THE TASKS:
1) List every comment line in the code snippet within the thread on allocation growth.
2) Write out the passage of the thread on allocation growth that runs from "I optimize things" up to and including "it'll be wasteful.".

++++ TEXT BLOCK ++++

Thanks! It's only an experiment at this stage but I was pleasantly surprised it worked in such a small size.

> slices (...) generally faster

It works wonders. The upcoming bft_split function is gonna be dead fast.

I optimize things by adopting the laziest possible personna : do I really need to copy this ? No. What if the user wants to append stuff to a split part ? We'll see then.

> Allocating only blocks sized by a power of two is potentially memory wasting

It just follows the classical doubling of requested size. In high exponents though I admit it'll be wasteful.

> some clever base between 1 and 2

I wouldn't have thought of it, nor known how to. Would it be somehow costly ? Shifting is basically free.

> support 'mmap'

Interesting. But shouldn't we keep the lib surface minimal and just leave this to the user ? She maps then takes a view on it ?


Hey, an opportunity to shill my favorite ISO standard!

It's 3. ISO 3, preferred numbers: https://en.wikipedia.org/wiki/Preferred_number#Computer_engi...

For your application, I would apply a heuristic which includes the x3 values at some point (256KiB?), and maybe the x5 values near/at 256MiB.

Allocation is so expensive relative to calculating the allocated value that you could use something really complex and it would work. Certainly multiplying by a factor between one and two and rounding to the nearest word would work, there's no way you'd see a performance difference from the calculation.

The advantage of ISO 3 is that the user always gets a familiar number of allocated bytes back.


> > some clever base between 1 and 2

> I wouldn't have thought of it, nor known how to. Would it be somehow costly ? Shifting is basically free.

Multiplying by 1.5 is a shift and an add, so just as cheap.

Multiplying by 1.5 has the advantage that 1 + 1.5 > 1.5 * 1.5, so the second time you realloc it fits into the old memory (which can help reduce memory fragmentation if the allocator takes advantage of it).


> Multiplying by 1.5 has the advantage that 1 + 1.5 > 1.5 * 1.5, so the second time you realloc it fits into the old memory (which can help reduce memory fragmentation if the allocator takes advantage of it).

I’m really struggling to think of any mainstream allocator that can take advantage of this.


The clever base between 1 and 2 you are looking for is the golden ratio. I would use it only for bigger numbers though. under 5k 2 is good enough.


Power of two reallocs are usually there to prevent append in a loop from becoming accidentally quadratic so I guess it's either a bug or a feature depending on if you're going to do that.


As long as there is a non-zero multiplier, it does not matter the size of the constant factor, and it does not even need to be constant. I spent a while recently looking at the shape of this non-typical allocation growth curve, which ended up going with `n₁ = n₀ + 4n₀^(7/8) + n₀/8` using only integer math:

    // compute maxsize = maxsize + 4*maxsize^(7/8) + maxsize/8
    // for small n, we grow faster than O(n)
    // for large n, we grow at O(n/8)
    // and as we reach O(memory) for memory>>1MB,
    // this means we end by adding about 10% of memory each time
And was graphed, discussed, and approved here:

https://github.com/JuliaLang/julia/pull/40453/files#diff-fb6...

++++ DATASET ENTRIES ++++

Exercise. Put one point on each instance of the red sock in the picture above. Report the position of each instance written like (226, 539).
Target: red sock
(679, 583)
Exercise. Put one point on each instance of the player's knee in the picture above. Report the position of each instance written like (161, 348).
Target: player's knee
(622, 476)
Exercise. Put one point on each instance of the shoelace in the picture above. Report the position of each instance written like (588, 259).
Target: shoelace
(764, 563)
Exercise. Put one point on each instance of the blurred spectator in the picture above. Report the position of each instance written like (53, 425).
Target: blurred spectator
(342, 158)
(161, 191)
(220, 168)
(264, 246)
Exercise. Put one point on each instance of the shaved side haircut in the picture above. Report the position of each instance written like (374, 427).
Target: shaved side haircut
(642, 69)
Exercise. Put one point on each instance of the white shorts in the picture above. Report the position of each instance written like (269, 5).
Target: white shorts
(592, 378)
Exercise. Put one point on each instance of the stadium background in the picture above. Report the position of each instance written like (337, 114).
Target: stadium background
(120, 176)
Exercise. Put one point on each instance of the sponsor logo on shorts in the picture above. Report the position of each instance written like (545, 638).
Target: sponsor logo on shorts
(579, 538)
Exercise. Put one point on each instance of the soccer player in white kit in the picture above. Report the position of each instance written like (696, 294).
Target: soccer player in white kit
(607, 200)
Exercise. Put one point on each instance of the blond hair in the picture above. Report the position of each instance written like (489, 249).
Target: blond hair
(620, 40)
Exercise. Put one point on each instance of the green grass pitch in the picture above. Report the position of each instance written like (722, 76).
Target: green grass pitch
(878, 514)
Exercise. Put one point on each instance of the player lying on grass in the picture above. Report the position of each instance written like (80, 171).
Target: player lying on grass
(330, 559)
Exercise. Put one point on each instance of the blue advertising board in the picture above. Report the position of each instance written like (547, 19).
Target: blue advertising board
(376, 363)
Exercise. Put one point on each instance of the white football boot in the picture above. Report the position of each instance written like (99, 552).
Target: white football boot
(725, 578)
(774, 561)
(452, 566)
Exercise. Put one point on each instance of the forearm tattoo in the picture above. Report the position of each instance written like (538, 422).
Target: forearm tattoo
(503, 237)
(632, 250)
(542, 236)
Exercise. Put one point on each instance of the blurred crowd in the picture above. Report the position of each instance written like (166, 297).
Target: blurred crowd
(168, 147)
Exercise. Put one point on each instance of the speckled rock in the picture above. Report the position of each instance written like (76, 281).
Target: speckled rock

++++

OUTPUTS FOR THE TASKS:
1)
// compute maxsize = maxsize + 4*maxsize^(7/8) + maxsize/8
// for small n, we grow faster than O(n)
// for large n, we grow at O(n/8)
// and as we reach O(memory) for memory>>1MB,
// this means we end by adding about 10% of memory each time

2)
I optimize things by adopting the laziest possible personna : do I really need to copy this ? No. What if the user wants to append stuff to a split part ? We'll see then.

> Allocating only blocks sized by a power of two is potentially memory wasting

It just follows the classical doubling of requested size. In high exponents though I admit it'll be wasteful.